## What the exercise asks
State how many lines in the records below contain the word "dark", and give only the number.

Object outline annotations:

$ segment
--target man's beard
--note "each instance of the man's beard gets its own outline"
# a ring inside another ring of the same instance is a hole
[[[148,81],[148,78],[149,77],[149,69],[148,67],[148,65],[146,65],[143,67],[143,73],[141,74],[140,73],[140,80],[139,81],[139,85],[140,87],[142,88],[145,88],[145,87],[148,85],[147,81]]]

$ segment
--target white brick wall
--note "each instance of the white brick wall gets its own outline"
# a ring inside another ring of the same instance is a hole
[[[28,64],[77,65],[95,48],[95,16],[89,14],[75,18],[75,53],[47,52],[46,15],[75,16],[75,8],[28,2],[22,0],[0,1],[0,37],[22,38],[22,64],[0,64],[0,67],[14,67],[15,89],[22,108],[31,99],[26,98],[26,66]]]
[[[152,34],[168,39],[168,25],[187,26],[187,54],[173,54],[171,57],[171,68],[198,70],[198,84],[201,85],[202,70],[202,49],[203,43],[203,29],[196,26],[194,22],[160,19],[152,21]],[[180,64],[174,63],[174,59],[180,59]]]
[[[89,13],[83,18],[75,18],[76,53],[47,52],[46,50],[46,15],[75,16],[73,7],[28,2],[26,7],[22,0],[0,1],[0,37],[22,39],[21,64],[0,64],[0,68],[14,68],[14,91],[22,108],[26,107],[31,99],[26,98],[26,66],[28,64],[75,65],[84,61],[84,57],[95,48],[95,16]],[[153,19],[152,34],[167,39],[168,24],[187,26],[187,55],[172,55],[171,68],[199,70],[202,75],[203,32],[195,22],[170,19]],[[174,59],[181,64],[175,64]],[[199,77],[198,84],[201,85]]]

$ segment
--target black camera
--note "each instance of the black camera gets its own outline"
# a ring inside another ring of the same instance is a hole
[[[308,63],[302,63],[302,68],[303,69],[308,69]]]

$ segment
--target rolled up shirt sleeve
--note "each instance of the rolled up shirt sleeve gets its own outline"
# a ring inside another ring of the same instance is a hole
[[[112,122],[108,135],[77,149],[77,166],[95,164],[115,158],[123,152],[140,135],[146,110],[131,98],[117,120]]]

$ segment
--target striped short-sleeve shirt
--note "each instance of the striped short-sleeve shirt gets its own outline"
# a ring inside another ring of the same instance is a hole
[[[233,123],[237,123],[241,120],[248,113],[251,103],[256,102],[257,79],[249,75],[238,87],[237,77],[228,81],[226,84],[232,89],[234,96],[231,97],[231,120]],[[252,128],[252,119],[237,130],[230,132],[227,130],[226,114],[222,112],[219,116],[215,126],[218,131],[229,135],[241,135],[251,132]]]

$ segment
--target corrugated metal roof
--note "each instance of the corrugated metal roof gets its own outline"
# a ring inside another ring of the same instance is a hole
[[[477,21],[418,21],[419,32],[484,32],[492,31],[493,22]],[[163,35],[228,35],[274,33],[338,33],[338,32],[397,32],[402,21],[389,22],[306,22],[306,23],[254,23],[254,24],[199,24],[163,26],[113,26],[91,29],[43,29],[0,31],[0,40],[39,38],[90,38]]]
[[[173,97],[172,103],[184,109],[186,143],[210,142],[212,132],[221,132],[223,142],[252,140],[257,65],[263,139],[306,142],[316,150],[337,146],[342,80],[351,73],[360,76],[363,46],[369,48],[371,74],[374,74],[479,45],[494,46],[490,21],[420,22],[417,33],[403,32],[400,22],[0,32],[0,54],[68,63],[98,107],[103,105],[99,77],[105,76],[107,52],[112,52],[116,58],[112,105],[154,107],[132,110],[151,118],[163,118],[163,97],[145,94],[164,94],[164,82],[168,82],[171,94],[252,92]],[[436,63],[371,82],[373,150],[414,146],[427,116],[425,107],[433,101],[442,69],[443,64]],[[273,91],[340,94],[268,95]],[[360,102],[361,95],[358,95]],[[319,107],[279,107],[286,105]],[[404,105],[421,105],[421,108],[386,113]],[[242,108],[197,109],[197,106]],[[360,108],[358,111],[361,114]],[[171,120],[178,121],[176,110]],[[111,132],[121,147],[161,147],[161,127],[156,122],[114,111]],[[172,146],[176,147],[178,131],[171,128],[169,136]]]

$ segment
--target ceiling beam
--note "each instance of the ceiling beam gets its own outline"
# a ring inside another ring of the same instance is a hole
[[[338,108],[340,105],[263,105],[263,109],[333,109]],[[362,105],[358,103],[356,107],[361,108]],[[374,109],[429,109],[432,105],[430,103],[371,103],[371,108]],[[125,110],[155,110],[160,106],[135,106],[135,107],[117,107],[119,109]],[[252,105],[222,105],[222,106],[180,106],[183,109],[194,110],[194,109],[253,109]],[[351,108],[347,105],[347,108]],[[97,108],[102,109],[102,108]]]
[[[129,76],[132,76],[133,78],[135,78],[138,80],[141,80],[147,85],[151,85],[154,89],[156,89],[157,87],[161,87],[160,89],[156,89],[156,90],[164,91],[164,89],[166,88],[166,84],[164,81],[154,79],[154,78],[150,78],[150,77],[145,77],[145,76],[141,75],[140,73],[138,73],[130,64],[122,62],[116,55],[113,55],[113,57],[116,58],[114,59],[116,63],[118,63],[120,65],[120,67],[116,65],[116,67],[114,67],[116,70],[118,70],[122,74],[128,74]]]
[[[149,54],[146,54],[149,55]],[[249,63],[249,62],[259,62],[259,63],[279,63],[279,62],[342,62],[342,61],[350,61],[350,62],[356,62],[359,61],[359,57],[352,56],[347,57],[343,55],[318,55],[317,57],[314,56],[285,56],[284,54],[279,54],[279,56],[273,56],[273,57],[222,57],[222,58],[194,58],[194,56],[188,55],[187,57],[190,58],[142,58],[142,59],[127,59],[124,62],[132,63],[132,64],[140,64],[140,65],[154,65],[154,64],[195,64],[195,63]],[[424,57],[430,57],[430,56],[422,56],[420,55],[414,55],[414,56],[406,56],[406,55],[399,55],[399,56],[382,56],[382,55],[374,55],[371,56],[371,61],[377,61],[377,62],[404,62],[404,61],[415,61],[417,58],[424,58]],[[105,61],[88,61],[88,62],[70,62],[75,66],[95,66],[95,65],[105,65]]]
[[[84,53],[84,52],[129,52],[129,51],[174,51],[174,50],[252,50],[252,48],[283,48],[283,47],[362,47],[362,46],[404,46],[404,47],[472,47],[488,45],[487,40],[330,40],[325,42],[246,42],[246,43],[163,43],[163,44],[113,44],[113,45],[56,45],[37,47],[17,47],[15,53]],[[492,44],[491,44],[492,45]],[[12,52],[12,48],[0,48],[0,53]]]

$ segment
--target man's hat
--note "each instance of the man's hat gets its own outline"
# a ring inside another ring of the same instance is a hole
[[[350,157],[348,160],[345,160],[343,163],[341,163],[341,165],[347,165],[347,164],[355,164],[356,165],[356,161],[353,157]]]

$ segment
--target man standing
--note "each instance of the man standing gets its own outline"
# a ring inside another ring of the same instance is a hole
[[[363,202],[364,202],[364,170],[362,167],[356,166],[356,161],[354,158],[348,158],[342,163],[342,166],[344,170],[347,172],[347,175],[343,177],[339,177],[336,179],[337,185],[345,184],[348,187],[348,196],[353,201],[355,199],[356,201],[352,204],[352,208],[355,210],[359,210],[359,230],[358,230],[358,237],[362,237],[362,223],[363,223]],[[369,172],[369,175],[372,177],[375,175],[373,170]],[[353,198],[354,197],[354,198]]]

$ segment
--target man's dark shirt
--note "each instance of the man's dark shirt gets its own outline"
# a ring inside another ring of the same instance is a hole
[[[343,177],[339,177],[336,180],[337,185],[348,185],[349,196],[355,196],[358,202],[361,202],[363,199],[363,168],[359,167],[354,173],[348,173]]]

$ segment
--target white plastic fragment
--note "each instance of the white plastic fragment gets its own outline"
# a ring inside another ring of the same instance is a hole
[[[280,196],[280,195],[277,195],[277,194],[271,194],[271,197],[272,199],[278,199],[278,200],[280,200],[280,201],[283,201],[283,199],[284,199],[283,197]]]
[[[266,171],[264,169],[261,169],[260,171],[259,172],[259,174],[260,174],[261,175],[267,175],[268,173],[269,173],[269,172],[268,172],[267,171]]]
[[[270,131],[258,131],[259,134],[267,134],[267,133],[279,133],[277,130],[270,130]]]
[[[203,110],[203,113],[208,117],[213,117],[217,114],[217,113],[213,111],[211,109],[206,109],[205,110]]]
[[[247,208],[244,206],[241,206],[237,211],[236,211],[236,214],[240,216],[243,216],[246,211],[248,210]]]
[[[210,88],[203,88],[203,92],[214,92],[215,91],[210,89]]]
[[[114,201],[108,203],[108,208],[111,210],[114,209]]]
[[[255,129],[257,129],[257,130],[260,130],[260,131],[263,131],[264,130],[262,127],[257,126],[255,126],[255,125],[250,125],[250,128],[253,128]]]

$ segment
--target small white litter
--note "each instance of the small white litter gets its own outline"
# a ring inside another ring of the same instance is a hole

## Response to the task
2